REQUIRED WORK
Retype each record exactly; no pictures.

Natural-language object grounding data
Start of Block
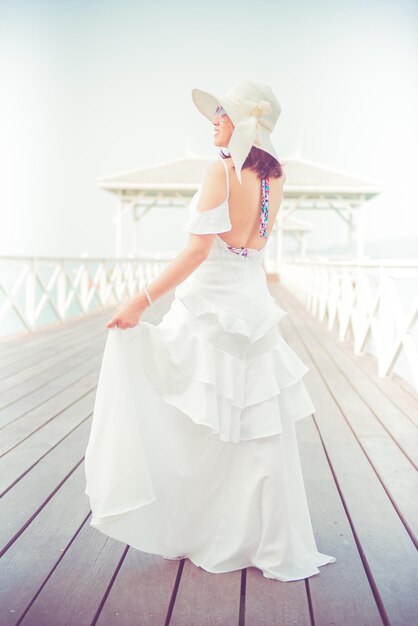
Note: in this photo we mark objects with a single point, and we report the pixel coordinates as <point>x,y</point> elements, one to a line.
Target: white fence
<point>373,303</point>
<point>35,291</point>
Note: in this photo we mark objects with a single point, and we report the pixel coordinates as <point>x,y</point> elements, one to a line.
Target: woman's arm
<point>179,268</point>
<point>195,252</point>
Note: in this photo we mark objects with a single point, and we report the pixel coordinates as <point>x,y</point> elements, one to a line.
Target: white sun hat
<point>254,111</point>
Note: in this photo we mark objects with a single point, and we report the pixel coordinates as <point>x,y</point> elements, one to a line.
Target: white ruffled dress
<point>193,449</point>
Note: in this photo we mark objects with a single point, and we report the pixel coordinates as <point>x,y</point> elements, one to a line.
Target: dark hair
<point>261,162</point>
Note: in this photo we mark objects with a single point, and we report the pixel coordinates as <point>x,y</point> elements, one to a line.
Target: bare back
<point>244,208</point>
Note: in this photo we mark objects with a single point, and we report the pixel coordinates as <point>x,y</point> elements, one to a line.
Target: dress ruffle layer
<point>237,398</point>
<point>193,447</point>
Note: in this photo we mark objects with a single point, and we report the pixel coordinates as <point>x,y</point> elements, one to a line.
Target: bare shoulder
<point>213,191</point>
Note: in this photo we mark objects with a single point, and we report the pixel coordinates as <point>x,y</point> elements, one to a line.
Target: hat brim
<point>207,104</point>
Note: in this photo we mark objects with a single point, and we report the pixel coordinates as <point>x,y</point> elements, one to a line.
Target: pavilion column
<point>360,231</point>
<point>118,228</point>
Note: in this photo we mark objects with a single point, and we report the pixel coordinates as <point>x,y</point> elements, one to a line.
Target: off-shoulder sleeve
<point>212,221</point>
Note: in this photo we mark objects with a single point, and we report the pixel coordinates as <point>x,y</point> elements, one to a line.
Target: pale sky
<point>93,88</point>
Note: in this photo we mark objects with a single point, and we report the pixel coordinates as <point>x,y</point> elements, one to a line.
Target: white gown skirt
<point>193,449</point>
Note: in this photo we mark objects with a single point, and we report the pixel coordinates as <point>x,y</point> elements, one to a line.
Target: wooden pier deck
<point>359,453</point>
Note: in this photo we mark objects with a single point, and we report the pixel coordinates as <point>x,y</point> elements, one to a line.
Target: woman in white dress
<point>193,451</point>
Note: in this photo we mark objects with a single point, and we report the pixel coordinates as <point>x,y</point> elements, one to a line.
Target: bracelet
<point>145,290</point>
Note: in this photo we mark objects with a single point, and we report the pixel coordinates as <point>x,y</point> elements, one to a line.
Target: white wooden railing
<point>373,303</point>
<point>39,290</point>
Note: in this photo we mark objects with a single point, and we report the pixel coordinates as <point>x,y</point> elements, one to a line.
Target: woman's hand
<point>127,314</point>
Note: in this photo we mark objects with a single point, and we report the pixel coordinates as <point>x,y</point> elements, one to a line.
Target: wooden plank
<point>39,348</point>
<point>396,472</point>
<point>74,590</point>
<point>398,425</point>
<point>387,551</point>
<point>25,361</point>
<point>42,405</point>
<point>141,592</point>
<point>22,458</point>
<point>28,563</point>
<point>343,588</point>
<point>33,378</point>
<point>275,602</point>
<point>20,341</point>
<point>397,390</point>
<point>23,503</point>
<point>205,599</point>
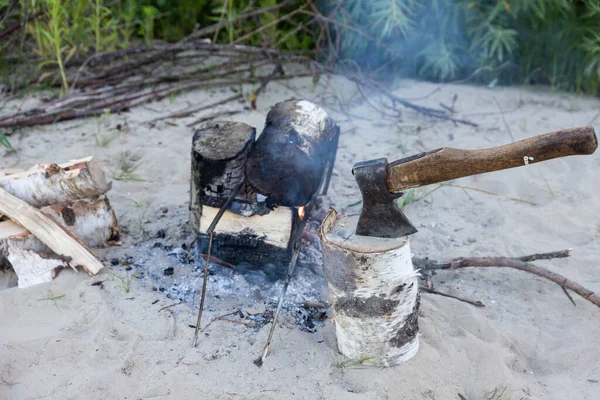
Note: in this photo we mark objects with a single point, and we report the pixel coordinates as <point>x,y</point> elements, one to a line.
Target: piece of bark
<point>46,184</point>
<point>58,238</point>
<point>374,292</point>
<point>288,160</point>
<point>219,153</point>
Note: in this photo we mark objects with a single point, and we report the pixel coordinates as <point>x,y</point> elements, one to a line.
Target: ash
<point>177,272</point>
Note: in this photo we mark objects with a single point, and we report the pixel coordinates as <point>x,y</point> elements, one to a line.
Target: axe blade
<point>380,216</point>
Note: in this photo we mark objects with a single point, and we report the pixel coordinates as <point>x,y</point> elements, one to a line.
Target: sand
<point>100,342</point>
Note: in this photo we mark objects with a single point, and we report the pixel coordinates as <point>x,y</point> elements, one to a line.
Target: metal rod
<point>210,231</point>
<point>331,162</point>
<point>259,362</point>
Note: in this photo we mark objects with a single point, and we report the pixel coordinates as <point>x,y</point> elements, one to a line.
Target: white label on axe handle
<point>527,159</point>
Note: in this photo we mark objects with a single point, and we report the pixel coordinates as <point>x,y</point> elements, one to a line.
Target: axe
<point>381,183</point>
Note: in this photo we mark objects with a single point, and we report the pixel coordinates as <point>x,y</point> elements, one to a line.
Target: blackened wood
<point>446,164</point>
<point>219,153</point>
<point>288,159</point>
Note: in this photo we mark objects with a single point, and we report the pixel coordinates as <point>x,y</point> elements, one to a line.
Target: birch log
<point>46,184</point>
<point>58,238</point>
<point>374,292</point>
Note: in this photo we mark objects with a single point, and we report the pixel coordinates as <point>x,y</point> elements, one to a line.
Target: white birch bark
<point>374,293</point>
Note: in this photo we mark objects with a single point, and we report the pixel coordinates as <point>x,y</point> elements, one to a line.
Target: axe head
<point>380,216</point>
End of Block
OUTPUT BELOW
Note: in this photo we mark objects with a single point, and we report the pixel coordinates as <point>x,y</point> elements, one to a line.
Target: white fence
<point>373,303</point>
<point>35,291</point>
Note: in this photo we mark objects with a single point, and we report the pixel coordinates as <point>x,y</point> elements, one to a line.
Target: woman's arm
<point>179,268</point>
<point>195,252</point>
Note: in this photo we mark objects with a single point, and we report the pixel coordinates as <point>x,y</point> elements, one to a line.
Target: white sun hat
<point>254,111</point>
Note: in this photo we mark objects with a single point, and we report the pixel coordinates as <point>x,y</point> elements, one to a line.
Target: white ruffled dress
<point>193,449</point>
Note: in this photo we mark objects with a single point, and we report the pixel coordinates as <point>x,y</point> elements, one to a line.
Target: dark hair
<point>261,162</point>
Note: in this photo we mark objects with a single point, and we report the pixel coordinates as <point>x,y</point> elements, one to a line.
Target: bare back
<point>244,208</point>
Note: in this photo we mark objects with a single point, and we report the pixel coordinates as <point>x,y</point> elements, one to a line.
Target: dress ruffle layer
<point>237,398</point>
<point>193,447</point>
Note: in this photo we mark objects with a single point, and we report the pixel coordinates as <point>x,y</point> elements, one to a line.
Target: bare shoulder
<point>213,191</point>
Note: in this photo we mark objects with a single point, and we report the pixel coordinates as <point>x,y</point> elements, one to a line.
Target: hat brim
<point>207,104</point>
Note: in this photo we mark objects with a single point, and we report the pixel coordinates as <point>x,y</point> elements, one to a line.
Target: pavilion column
<point>360,231</point>
<point>118,228</point>
Note: in this photo we mark objects with a single point, and we report the pixel coordinates as <point>x,y</point> elements, one to a line.
Target: off-shoulder sleeve
<point>212,221</point>
Note: in this photo we mark objects with a single point, and we report the pixel coordinates as <point>x,y</point> elements, one to a line.
Target: pale sky
<point>93,88</point>
Note: in this photo we mark objects with a single point, and we report the pixel coordinates as <point>x,y</point> elements, one to a line.
Target: white gown skirt
<point>193,449</point>
Note: in this photo we mark objects with a single point, and we report the pixel coordinates as <point>x,y</point> elements, one to a line.
Target: wooden pier deck
<point>359,453</point>
Note: in this photo we mark objects with a single point, and we report the pixel coordinates as <point>x,y</point> elements, one to a line.
Target: woman in white dress
<point>193,451</point>
Note: in this photo we mark objects with a single point, and we report the pixel coordinates as <point>x,y</point> elements, one to a line.
Target: bracelet
<point>145,290</point>
Note: in this photo we mark objects with a single point, and we report the pixel coordinates as <point>x,y</point> elements, one to a line.
Target: white wooden railing
<point>373,303</point>
<point>39,290</point>
Note: in this photo we mark objects with a single point, and we report the pixel coordinates as <point>x,y</point> elements, one to a line.
Target: woman's hand
<point>127,314</point>
Note: in this photo we mark objects with a single point, and we report the pixel coordinates as <point>x,y</point> elements, one to a line.
Target: wooden plank
<point>39,348</point>
<point>396,472</point>
<point>74,590</point>
<point>398,425</point>
<point>387,551</point>
<point>25,361</point>
<point>42,405</point>
<point>141,592</point>
<point>22,458</point>
<point>28,563</point>
<point>343,588</point>
<point>33,378</point>
<point>275,602</point>
<point>20,341</point>
<point>397,390</point>
<point>23,503</point>
<point>205,599</point>
Note: in this photo we mark objects with a single point, and we report the pixel coordinates as <point>x,y</point> elements, one to a line.
Target: piece of bark
<point>46,184</point>
<point>58,238</point>
<point>374,292</point>
<point>288,160</point>
<point>219,153</point>
Note: in this photo we mark objects with a single point, and we report the pixel coordinates as <point>x,y</point> elements, one to a line.
Target: ash
<point>177,272</point>
Note: in this photo we mark objects with a single point, and we report the pixel coordinates as <point>x,y</point> elements, one to a line.
Target: axe blade
<point>380,216</point>
Note: in this photo we mark objects with a single point, and we report the pixel coordinates as <point>x,y</point> elements, one to a line.
Target: sand
<point>100,342</point>
Note: in this photo we mark objects with a single point, and we report the pixel coordinates as <point>x,y</point> elements, one to a line.
Target: metal rod
<point>210,231</point>
<point>331,162</point>
<point>259,362</point>
Note: in this photo we mark objects with a single point, and we report the pixel coordinates as <point>x,y</point> elements, one to a line.
Target: white label on axe handle
<point>527,159</point>
Note: in this photo we mark objects with a single point, and we report the pixel coordinates as <point>x,y</point> elements, one to a line.
Target: axe
<point>381,183</point>
Note: in this photo we mark objects with a single point, and we report the pixel coordinates as <point>x,y</point> elements, one to a line.
Target: blackened wood
<point>446,164</point>
<point>219,153</point>
<point>288,159</point>
Note: in this photo we mark objects with a single point, and we report the pixel coordinates as <point>x,y</point> elements, one to a line.
Target: birch log
<point>46,184</point>
<point>58,238</point>
<point>374,292</point>
Note: in this photo we mark objects with a single point, and we report the pixel coordinates as <point>x,y</point> elements, one to a line.
Target: white birch bark
<point>374,293</point>
Note: in this photo we mark objects with a single point, and we report the pixel coordinates as <point>x,y</point> elements, one to a line.
Target: axe head
<point>380,216</point>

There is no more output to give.